**Job a:** Recast all the records in Block 1 as a Markdown table with two columns, Row and Line. Give each line its own numbered row and leave out any blank lines.

--- start Passage shown ---

# Servo Question!!!



## blasterman (Dec 21, 2004)

i have a airtronics 94358 and a fatabu s9350 and i have broken the mounting taps off both...now my question is can i take just the top off any servo of the same brand and stick it on there or do i have to have the same modle top part of the case...i can seem to find one for the 94358 and the s9350 is 60bux becuase it comes with the heat sink and such...any help would be great!!! thanks


----------



## reggie's dad (Sep 14, 2006)

blasterman said:


> i have a airtronics 94358 and a fatabu s9350 and i have broken the mounting taps off both...now my question is can i take just the top off any servo of the same brand and stick it on there or do i have to have the same modle top part of the case...i can seem to find one for the 94358 and the s9350 is 60bux becuase it comes with the heat sink and such...any help would be great!!! thanks


Generally speaking with the futabas, most of them have a specific function and don't share a case, some will fit 2 or more servos in one case but yours sounds like a one fit case, you didn't say what your running them in but i'd look at a new digital servo (9550/9650) as a replacement.


----------



## MikeM (Oct 1, 2001)

you can buy just the cases, check with your local hobby shop.


----------



## CDW35 (Jan 17, 2006)

here is the replacement servo case for the airtronics 94358:
http://www.amainhobbies.com/product_info.php/products_id/5391
now at least you have the part number for it which is AIR99488

Hope this helps,
CDW


----------



## reggie's dad (Sep 14, 2006)

Tower lists the futaba 9350 servo case for $48.99 pn lxcsw7, my thought on the other post was for $60 to repair a used servo I'd sooner get a new one.


----------



## CDW35 (Jan 17, 2006)

Here is the link for the futaba 9350:
http://www2.towerhobbies.com/cgi-bin/wti0001p?&I=LXCSW7&P=7


----------

--- end Passage shown ---
--- start Dataset entries ---

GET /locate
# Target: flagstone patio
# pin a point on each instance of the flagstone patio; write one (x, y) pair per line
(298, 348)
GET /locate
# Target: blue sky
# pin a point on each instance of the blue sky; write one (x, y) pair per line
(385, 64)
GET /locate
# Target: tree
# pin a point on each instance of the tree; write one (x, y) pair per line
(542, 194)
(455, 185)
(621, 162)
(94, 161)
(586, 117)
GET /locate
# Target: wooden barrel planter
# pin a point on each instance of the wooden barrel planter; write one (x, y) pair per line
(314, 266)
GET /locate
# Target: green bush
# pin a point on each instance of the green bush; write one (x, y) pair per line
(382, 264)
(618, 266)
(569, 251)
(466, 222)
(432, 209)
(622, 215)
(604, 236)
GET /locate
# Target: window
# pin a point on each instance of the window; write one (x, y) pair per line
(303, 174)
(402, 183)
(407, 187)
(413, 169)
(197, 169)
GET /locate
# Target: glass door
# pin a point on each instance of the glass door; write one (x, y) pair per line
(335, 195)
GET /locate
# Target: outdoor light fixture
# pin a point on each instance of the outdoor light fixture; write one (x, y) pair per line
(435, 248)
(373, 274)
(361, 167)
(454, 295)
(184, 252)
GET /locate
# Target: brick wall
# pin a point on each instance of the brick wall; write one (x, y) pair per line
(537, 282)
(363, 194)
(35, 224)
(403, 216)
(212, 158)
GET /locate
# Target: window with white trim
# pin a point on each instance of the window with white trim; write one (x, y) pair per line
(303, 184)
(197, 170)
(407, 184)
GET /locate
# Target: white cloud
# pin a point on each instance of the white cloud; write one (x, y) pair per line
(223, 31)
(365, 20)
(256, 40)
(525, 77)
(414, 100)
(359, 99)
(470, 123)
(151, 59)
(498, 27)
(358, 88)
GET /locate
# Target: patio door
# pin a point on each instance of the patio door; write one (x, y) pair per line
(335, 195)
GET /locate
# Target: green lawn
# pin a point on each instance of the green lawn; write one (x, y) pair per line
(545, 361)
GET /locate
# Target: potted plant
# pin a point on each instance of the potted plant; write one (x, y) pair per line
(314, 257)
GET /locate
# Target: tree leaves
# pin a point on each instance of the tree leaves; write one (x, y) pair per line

--- end Dataset entries ---

**Job b:** Decide whether each statement agrees with the servo forum thread, and support each answer with the deciding words quoted from the thread: (i) The replacement case for the Airtronics 94358 has the part number AIR99488. (ii) Tower lists the Futaba 9350 servo case for $60. (iii) One reply suggests a new digital servo as a replacement.

**Reply a:**
| Row | Line |
|---|---|
| 1 | GET /locate |
| 2 | # Target: flagstone patio |
| 3 | # pin a point on each instance of the flagstone patio; write one (x, y) pair per line |
| 4 | (298, 348) |
| 5 | GET /locate |
| 6 | # Target: blue sky |
| 7 | # pin a point on each instance of the blue sky; write one (x, y) pair per line |
| 8 | (385, 64) |
| 9 | GET /locate |
| 10 | # Target: tree |
| 11 | # pin a point on each instance of the tree; write one (x, y) pair per line |
| 12 | (542, 194) |
| 13 | (455, 185) |
| 14 | (621, 162) |
| 15 | (94, 161) |
| 16 | (586, 117) |
| 17 | GET /locate |
| 18 | # Target: wooden barrel planter |
| 19 | # pin a point on each instance of the wooden barrel planter; write one (x, y) pair per line |
| 20 | (314, 266) |
| 21 | GET /locate |
| 22 | # Target: green bush |
| 23 | # pin a point on each instance of the green bush; write one (x, y) pair per line |
| 24 | (382, 264) |
| 25 | (618, 266) |
| 26 | (569, 251) |
| 27 | (466, 222) |
| 28 | (432, 209) |
| 29 | (622, 215) |
| 30 | (604, 236) |
| 31 | GET /locate |
| 32 | # Target: window |
| 33 | # pin a point on each instance of the window; write one (x, y) pair per line |
| 34 | (303, 174) |
| 35 | (402, 183) |
| 36 | (407, 187) |
| 37 | (413, 169) |
| 38 | (197, 169) |
| 39 | GET /locate |
| 40 | # Target: glass door |
| 41 | # pin a point on each instance of the glass door; write one (x, y) pair per line |
| 42 | (335, 195) |
| 43 | GET /locate |
| 44 | # Target: outdoor light fixture |
| 45 | # pin a point on each instance of the outdoor light fixture; write one (x, y) pair per line |
| 46 | (435, 248) |
| 47 | (373, 274) |
| 48 | (361, 167) |
| 49 | (454, 295) |
| 50 | (184, 252) |
| 51 | GET /locate |
| 52 | # Target: brick wall |
| 53 | # pin a point on each instance of the brick wall; write one (x, y) pair per line |
| 54 | (537, 282) |
| 55 | (363, 194) |
| 56 | (35, 224) |
| 57 | (403, 216) |
| 58 | (212, 158) |
| 59 | GET /locate |
| 60 | # Target: window with white trim |
| 61 | # pin a point on each instance of the window with white trim; write one (x, y) pair per line |
| 62 | (303, 184) |
| 63 | (197, 170) |
| 64 | (407, 184) |
| 65 | GET /locate |
| 66 | # Target: white cloud |
| 67 | # pin a point on each instance of the white cloud; write one (x, y) pair per line |
| 68 | (223, 31) |
| 69 | (365, 20) |
| 70 | (256, 40) |
| 71 | (525, 77) |
| 72 | (414, 100) |
| 73 | (359, 99) |
| 74 | (470, 123) |
| 75 | (151, 59) |
| 76 | (498, 27) |
| 77 | (358, 88) |
| 78 | GET /locate |
| 79 | # Target: patio door |
| 80 | # pin a point on each instance of the patio door; write one (x, y) pair per line |
| 81 | (335, 195) |
| 82 | GET /locate |
| 83 | # Target: green lawn |
| 84 | # pin a point on each instance of the green lawn; write one (x, y) pair per line |
| 85 | (545, 361) |
| 86 | GET /locate |
| 87 | # Target: potted plant |
| 88 | # pin a point on each instance of the potted plant; write one (x, y) pair per line |
| 89 | (314, 257) |
| 90 | GET /locate |
| 91 | # Target: tree leaves |
| 92 | # pin a point on each instance of the tree leaves; write one (x, y) pair per line |

**Reply b:**
(i) Yes: "now at least you have the part number for it which is AIR99488"
(ii) No: "Tower lists the futaba 9350 servo case for $48.99 pn lxcsw7"
(iii) Yes: "i'd look at a new digital servo (9550/9650) as a replacement."